-- BEGIN --

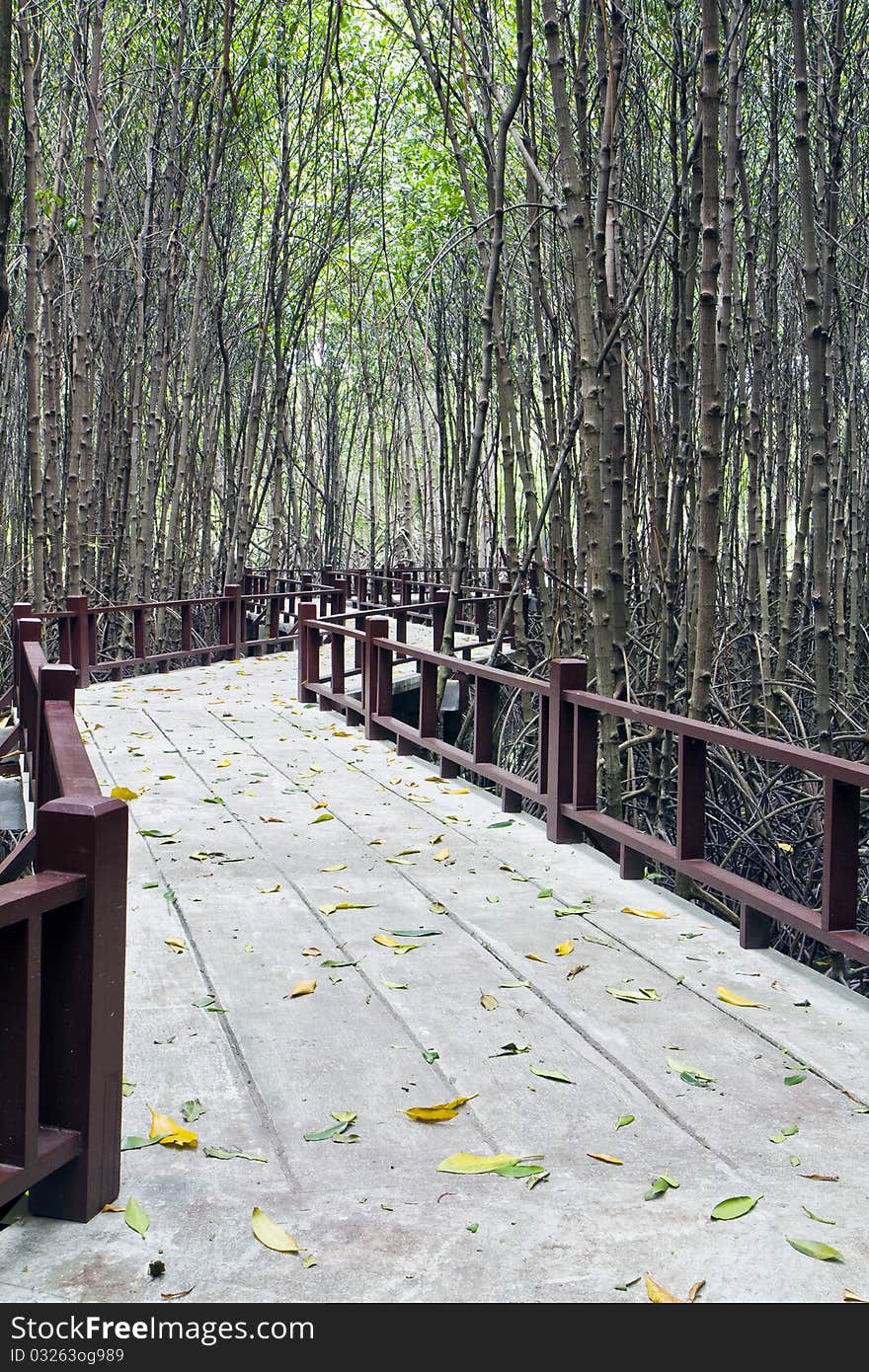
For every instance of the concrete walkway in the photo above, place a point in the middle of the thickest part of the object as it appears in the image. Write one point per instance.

-- END --
-- BEGIN --

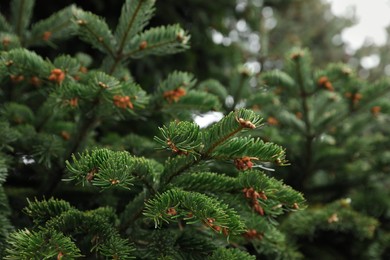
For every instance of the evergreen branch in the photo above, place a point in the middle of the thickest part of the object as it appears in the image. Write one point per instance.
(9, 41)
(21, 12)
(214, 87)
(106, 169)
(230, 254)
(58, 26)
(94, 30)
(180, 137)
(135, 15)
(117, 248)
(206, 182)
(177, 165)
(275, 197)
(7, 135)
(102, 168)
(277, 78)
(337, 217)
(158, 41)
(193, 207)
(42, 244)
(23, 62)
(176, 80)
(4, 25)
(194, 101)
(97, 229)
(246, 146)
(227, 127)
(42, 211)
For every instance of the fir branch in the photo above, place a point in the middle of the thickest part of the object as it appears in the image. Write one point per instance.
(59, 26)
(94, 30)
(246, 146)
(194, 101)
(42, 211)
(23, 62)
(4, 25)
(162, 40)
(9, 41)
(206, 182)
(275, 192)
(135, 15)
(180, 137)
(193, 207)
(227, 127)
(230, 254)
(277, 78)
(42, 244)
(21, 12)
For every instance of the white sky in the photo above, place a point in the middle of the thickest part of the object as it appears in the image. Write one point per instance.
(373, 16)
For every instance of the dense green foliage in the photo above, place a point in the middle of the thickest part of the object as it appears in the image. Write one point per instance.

-- END --
-- BEGIN --

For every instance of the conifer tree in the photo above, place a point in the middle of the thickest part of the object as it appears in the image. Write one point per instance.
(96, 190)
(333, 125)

-- END --

Work to be completed
Put every line of the material above, from the line containing "For every instance of the white" down to the line containing "For every instance of the dense", into a numbered list. Include both of those lines, and omit any blank lines.

Solution
1. For every instance of the white sky in the photo above, place a point in the middle of the thickest part of the object as it appears in the image. Write one point per instance.
2. (373, 16)
3. For every instance of the dense green foliage in the photo above, place a point in the middle of the thickest part of the object as it appears in the image. Write one point per instance.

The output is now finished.